Leave out the pictures and copy every record exactly.

============================================================

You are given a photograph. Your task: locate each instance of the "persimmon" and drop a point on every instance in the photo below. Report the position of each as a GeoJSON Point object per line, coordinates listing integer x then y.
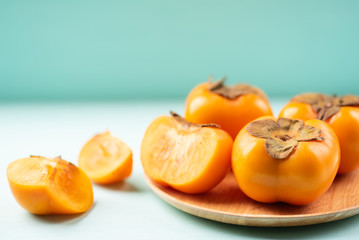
{"type": "Point", "coordinates": [285, 160]}
{"type": "Point", "coordinates": [106, 159]}
{"type": "Point", "coordinates": [49, 186]}
{"type": "Point", "coordinates": [231, 107]}
{"type": "Point", "coordinates": [341, 113]}
{"type": "Point", "coordinates": [192, 158]}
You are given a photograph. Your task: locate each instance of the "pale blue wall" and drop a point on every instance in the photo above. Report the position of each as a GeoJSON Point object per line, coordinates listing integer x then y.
{"type": "Point", "coordinates": [70, 49]}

============================================================

- Answer space
You are given a photograph. Your task: locate each instance of the "persimmon" and drop a point on every instance in the photo below. Report the position of each as a GeoJSON Point object per line, coordinates listing integer x then y.
{"type": "Point", "coordinates": [285, 160]}
{"type": "Point", "coordinates": [106, 159]}
{"type": "Point", "coordinates": [49, 186]}
{"type": "Point", "coordinates": [231, 107]}
{"type": "Point", "coordinates": [341, 113]}
{"type": "Point", "coordinates": [192, 158]}
You are given a photograph. Your task: locate each instance of the "pale blue wall" and drop a point on every instance in the photo above. Report the position of each as a GeoJSON Point object per line, coordinates listing integer x then y.
{"type": "Point", "coordinates": [70, 49]}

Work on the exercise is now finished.